**** Entries ****
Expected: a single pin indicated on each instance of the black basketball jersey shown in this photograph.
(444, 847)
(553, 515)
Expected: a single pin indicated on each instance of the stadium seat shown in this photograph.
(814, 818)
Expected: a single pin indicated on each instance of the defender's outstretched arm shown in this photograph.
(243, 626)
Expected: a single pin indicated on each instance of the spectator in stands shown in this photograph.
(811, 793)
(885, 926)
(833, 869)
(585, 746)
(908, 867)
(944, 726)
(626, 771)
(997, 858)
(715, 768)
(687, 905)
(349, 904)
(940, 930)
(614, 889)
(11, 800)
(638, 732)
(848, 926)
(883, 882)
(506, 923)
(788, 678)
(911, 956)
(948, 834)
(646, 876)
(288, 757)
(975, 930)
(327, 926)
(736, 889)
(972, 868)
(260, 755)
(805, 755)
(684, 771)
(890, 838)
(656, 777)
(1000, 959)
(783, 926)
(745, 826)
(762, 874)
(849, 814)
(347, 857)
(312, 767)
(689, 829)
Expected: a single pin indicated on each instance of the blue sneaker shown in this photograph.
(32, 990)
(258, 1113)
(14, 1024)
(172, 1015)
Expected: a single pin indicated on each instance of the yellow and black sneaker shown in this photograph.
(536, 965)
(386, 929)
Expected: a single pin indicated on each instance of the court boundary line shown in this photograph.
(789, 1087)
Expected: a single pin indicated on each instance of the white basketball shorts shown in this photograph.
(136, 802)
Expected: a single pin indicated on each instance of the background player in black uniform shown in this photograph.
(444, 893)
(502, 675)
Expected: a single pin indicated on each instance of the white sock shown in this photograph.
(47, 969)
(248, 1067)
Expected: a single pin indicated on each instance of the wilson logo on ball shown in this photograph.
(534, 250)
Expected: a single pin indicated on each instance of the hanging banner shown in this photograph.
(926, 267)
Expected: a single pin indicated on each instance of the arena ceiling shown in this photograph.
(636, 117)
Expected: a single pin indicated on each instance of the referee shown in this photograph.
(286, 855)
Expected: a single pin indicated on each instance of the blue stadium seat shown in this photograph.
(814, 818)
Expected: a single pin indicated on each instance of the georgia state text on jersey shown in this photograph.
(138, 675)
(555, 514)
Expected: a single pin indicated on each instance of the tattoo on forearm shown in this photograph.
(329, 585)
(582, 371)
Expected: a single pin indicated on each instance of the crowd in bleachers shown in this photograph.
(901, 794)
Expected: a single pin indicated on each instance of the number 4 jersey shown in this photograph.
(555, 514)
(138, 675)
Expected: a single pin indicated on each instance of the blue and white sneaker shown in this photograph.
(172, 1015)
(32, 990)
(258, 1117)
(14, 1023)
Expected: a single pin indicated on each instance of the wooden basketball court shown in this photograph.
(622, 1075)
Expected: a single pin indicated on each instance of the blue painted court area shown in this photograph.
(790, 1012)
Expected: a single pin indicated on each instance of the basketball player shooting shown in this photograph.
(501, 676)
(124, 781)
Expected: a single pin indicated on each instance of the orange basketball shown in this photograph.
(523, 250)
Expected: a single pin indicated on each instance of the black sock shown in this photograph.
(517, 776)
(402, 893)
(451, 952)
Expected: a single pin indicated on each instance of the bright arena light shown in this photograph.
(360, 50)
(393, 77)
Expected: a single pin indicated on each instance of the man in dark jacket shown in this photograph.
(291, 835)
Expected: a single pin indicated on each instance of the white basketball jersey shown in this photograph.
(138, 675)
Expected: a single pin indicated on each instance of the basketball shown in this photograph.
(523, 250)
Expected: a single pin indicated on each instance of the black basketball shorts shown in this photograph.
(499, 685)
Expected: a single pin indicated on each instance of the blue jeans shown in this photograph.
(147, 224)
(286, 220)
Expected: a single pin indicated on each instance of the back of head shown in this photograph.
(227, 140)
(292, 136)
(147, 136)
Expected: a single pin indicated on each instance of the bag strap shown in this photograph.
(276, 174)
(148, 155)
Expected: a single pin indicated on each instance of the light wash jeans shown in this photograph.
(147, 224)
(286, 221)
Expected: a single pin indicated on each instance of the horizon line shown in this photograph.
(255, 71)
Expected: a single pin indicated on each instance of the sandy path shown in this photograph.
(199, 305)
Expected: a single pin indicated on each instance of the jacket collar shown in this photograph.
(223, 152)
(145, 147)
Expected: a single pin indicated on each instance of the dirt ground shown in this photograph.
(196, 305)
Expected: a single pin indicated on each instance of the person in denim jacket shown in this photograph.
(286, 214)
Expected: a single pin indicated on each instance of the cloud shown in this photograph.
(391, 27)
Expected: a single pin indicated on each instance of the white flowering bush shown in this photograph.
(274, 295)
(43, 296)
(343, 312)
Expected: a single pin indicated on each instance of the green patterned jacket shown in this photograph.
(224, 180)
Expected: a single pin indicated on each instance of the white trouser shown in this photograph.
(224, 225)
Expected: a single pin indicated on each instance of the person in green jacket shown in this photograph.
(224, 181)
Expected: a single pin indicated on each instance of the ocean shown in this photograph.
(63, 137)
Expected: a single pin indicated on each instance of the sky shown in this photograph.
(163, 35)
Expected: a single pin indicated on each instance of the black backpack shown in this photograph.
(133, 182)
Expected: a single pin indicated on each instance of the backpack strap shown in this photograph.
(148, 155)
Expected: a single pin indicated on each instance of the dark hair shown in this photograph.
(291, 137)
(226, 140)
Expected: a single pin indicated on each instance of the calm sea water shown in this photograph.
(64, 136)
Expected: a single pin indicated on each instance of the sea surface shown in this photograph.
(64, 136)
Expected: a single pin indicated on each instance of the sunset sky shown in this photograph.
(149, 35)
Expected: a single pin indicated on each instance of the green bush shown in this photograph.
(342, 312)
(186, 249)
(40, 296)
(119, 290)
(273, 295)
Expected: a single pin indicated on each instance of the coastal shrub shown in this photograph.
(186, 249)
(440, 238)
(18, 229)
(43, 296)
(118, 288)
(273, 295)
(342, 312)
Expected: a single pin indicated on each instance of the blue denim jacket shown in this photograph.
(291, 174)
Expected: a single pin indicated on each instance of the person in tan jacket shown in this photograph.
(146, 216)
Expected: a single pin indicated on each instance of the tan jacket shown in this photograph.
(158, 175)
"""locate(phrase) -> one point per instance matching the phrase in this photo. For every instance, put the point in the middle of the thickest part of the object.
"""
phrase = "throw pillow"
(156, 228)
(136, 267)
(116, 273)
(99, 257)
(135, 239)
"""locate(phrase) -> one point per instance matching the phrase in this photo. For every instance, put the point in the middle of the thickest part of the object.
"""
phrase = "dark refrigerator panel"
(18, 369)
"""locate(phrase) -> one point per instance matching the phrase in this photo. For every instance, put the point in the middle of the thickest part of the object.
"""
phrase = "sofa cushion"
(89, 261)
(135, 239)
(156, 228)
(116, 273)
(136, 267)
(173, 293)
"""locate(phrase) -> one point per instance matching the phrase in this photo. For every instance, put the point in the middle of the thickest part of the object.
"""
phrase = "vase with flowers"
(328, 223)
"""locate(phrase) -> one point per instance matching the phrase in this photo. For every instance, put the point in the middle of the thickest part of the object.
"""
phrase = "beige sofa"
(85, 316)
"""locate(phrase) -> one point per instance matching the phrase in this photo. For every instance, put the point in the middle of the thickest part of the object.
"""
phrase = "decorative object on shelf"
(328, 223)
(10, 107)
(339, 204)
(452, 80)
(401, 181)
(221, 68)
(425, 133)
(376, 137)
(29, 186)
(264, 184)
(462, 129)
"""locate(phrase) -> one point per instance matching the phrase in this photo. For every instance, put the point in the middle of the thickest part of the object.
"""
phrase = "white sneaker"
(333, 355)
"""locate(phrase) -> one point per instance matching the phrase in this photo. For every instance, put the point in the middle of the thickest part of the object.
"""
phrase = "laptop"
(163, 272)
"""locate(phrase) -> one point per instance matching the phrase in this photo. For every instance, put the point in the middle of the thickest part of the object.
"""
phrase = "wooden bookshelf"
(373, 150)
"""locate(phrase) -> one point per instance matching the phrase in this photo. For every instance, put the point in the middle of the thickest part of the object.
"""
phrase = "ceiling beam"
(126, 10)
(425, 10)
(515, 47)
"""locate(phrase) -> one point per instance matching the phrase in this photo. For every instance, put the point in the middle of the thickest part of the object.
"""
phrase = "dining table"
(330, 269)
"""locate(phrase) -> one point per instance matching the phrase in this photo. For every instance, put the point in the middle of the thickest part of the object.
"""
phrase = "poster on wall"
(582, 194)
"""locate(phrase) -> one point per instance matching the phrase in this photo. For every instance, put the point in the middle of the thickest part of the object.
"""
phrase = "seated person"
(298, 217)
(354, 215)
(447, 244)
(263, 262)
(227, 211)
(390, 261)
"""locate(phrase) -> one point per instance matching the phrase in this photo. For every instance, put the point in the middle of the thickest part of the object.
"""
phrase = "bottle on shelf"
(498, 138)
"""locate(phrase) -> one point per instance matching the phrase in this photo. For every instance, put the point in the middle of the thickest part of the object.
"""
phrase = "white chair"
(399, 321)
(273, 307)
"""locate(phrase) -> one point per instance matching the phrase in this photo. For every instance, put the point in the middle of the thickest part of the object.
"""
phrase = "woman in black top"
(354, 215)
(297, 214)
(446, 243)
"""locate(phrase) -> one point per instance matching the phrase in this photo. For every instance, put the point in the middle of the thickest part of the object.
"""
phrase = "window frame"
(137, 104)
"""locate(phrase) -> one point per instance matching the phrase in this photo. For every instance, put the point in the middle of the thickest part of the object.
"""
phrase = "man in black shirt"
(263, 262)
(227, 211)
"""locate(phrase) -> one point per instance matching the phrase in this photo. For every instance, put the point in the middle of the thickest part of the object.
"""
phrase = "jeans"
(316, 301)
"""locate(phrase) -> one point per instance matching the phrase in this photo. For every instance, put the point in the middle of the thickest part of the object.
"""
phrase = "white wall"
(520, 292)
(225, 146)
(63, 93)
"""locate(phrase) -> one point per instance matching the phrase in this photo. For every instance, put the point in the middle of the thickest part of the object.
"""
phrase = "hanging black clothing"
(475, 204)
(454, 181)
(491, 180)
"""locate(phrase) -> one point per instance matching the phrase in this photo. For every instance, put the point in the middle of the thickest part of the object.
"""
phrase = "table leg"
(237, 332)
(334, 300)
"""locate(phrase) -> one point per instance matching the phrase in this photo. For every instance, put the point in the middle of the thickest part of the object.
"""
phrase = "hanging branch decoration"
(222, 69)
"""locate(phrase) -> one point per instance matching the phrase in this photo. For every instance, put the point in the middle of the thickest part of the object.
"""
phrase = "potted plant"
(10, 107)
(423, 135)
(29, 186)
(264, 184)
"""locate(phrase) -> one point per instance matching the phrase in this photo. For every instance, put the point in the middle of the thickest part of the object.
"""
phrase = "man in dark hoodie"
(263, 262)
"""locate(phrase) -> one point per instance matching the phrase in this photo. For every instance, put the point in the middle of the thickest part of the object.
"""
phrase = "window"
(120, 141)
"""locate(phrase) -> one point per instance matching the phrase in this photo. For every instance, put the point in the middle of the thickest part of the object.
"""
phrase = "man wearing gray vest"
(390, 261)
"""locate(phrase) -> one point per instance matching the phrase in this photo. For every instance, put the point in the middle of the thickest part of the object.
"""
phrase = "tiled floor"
****
▶ _Description of the task_
Pick out and copy every line of the records that contains the word "bush".

▶ _Answer to this task_
Expected: a single pin indicated on each instance of the white flowering bush shown in this photograph.
Expected: a single pin indicated on each instance of the green bush shown in this photograph.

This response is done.